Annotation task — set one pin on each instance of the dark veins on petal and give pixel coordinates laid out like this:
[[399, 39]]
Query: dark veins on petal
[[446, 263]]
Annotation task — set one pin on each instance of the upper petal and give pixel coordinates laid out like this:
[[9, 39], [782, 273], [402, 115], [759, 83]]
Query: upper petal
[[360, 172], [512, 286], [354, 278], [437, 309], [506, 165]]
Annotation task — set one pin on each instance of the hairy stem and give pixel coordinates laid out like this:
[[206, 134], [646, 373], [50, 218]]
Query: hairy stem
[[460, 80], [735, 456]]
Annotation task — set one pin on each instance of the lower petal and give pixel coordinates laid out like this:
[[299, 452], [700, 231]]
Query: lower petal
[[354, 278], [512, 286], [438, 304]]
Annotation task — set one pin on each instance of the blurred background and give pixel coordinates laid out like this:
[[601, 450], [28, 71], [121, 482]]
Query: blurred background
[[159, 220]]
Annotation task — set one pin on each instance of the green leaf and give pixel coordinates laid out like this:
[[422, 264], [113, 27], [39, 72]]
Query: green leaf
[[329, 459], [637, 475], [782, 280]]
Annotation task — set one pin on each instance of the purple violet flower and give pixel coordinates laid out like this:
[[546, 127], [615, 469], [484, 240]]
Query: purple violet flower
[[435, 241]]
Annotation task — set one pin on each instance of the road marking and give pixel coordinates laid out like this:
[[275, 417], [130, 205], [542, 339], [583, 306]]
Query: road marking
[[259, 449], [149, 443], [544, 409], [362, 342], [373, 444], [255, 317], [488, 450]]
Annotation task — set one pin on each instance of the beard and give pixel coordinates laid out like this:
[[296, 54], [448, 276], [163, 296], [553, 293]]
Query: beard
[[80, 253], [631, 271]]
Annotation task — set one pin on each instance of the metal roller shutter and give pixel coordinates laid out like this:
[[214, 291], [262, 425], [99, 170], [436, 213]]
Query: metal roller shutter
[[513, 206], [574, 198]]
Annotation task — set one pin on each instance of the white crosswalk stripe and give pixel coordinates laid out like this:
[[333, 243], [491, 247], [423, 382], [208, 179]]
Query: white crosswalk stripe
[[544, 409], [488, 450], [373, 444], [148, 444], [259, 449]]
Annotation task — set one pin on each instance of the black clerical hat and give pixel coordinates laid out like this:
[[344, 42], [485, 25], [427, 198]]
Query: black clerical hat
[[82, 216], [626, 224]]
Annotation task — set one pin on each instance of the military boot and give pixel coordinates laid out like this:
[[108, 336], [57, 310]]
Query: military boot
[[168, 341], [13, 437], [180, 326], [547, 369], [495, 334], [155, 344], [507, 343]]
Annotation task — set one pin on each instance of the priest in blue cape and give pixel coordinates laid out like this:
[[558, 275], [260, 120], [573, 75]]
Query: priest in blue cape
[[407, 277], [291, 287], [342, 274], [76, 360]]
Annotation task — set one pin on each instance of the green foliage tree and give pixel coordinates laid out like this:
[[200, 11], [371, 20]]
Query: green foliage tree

● **EXERCISE DETAILS**
Reproduce all of the rows above verbatim.

● **ANSWER TO THE PROBLEM**
Annotation task — set one pin on each instance of the dark veins on petal and give pixel coordinates laid out like this:
[[399, 39]]
Query: dark veins on petal
[[446, 263]]
Annotation task — set one pin on each instance of the upper petal and give pixel coordinates laid out like this:
[[9, 39], [782, 273], [402, 115], [759, 83]]
Query: upper petal
[[360, 172], [512, 286], [354, 278], [437, 309], [506, 165]]
Annotation task — set one pin on each instance of the hairy stem and give pixel coordinates laid out like this:
[[206, 134], [646, 373], [50, 218]]
Query: hairy stem
[[460, 80], [735, 456]]
Annotation task — set one pin on each instance of the lower petal and give pixel coordinates laid out like this:
[[299, 452], [700, 231]]
Query: lower petal
[[354, 278], [512, 286], [438, 304]]
Annotation task — set one pin on each instance of the blurred background and give pixel coordinates laid out like this:
[[601, 450], [28, 71], [121, 482]]
Query: blurred background
[[159, 220]]
Annotation task — set one pin on each instance of the green leaf and give pixel coordinates laid out like this:
[[422, 264], [113, 27], [39, 72]]
Query: green leaf
[[329, 459], [637, 475], [782, 280]]
Annotation task — set one pin on each instance of the purple violet flower and give pixel coordinates laid out like this:
[[546, 127], [615, 469], [484, 240]]
Query: purple violet flower
[[435, 241]]
Annotation task — set one pin on each instance of the road marking and give pixel coordinates laid out like this:
[[275, 417], [130, 205], [542, 339], [583, 306]]
Query: road marking
[[259, 449], [149, 443], [544, 409], [362, 342], [373, 444], [255, 317], [488, 450]]
Annotation task — set one pin on each instance of the beard and give pixel coordinates laid out like this:
[[296, 54], [448, 276], [163, 296], [553, 293]]
Query: beard
[[80, 253], [631, 271]]
Annotation task — set one pin on each instance of the metal roller shutter and give pixel coordinates laid out like this:
[[214, 291], [262, 425], [99, 170], [436, 213]]
Query: metal roller shutter
[[513, 206], [574, 198]]
Annotation task — set one pin on each instance of the white crosswalk stripe and give pixel coordinates laid out like this:
[[333, 243], [491, 247], [423, 382], [208, 179]]
Query: white crosswalk stripe
[[544, 409], [488, 450], [373, 444], [148, 444], [259, 449]]
Annotation task — set one pin on each instance of the black clerical hat and give pixel coordinates laid out like this:
[[344, 42], [485, 25], [427, 198]]
Query: black clerical hat
[[82, 216], [626, 224]]
Annotation task — set one pin on each instance of the military boot and give pixel coordinates laid out like this:
[[108, 336], [57, 310]]
Query: military boot
[[168, 341], [13, 437], [180, 326], [547, 369], [495, 334], [155, 344], [507, 343]]
Annotation task — set one pin on each instance of the priest in blue cape and give pixel coordinates laid out like this:
[[558, 275], [260, 120], [573, 75]]
Query: priest in blue cape
[[407, 277], [291, 287], [342, 274], [76, 360]]
Annotation task — set one pin on each instance of the green foliage tree and give pixel coordinates laid out like this:
[[200, 11], [371, 20]]
Query: green foliage tree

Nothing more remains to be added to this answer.